TASK DIRECTIONS: Arrange the material below as a Markdown table with two columns, Row and Line. Put each line's number in Row and the line itself in Line, and leave out any blank lines.

☆ ☆ ☆

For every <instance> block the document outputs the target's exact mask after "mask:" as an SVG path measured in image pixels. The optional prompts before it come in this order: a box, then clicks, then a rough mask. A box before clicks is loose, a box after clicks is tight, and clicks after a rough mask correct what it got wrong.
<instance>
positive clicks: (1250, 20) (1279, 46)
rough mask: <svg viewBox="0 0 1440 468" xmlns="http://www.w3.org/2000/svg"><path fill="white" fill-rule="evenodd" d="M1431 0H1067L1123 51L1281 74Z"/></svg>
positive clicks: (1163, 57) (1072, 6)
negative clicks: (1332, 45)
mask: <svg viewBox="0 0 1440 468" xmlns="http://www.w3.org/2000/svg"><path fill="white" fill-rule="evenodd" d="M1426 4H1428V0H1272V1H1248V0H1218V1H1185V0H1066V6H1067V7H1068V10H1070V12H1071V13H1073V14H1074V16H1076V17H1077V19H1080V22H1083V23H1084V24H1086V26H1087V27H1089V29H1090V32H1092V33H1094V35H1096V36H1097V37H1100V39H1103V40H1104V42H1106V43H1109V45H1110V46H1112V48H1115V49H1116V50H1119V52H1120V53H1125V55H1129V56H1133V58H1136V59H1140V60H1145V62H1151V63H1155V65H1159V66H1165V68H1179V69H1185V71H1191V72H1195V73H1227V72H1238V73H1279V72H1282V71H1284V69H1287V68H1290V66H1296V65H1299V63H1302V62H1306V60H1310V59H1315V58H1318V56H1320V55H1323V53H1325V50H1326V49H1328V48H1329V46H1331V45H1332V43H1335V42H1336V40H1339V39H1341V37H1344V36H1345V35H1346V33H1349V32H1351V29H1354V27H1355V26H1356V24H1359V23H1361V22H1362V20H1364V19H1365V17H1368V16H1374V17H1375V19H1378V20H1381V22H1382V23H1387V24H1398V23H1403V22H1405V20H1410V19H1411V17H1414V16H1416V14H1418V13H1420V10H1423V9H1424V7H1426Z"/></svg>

☆ ☆ ☆

SOLUTION:
| Row | Line |
|---|---|
| 1 | For every <instance> block the document outputs the target's exact mask after "mask:" as an SVG path measured in image pixels. The optional prompts before it come in this order: a box, then clicks, then a rough mask. A box before clicks is loose, a box after clicks is tight, and clicks after a rough mask correct what it got wrong. |
| 2 | <instance> |
| 3 | positive clicks: (1250, 20) (1279, 46) |
| 4 | rough mask: <svg viewBox="0 0 1440 468" xmlns="http://www.w3.org/2000/svg"><path fill="white" fill-rule="evenodd" d="M1431 0H1067L1123 51L1281 74Z"/></svg> |
| 5 | positive clicks: (1163, 57) (1072, 6) |
| 6 | negative clicks: (1332, 45) |
| 7 | mask: <svg viewBox="0 0 1440 468" xmlns="http://www.w3.org/2000/svg"><path fill="white" fill-rule="evenodd" d="M1426 4H1428V0H1272V1H1248V0H1218V1H1185V0H1066V6H1067V7H1068V10H1070V12H1071V13H1073V14H1074V16H1076V17H1077V19H1080V22H1083V23H1084V24H1086V26H1087V27H1089V29H1090V32H1092V33H1094V35H1096V36H1097V37H1100V39H1103V40H1104V42H1106V43H1109V45H1110V46H1112V48H1115V49H1116V50H1119V52H1120V53H1125V55H1129V56H1133V58H1136V59H1140V60H1145V62H1151V63H1155V65H1159V66H1165V68H1179V69H1185V71H1191V72H1195V73H1227V72H1238V73H1279V72H1282V71H1284V69H1287V68H1290V66H1296V65H1299V63H1302V62H1306V60H1310V59H1315V58H1318V56H1320V55H1323V53H1325V50H1326V49H1328V48H1329V46H1331V45H1332V43H1335V42H1336V40H1339V39H1341V37H1344V36H1345V35H1346V33H1349V32H1351V29H1354V27H1355V26H1356V24H1359V23H1361V22H1362V20H1364V19H1365V17H1368V16H1374V17H1375V19H1378V20H1381V22H1382V23H1387V24H1398V23H1403V22H1405V20H1410V19H1411V17H1414V16H1416V14H1418V13H1420V10H1423V9H1424V7H1426Z"/></svg> |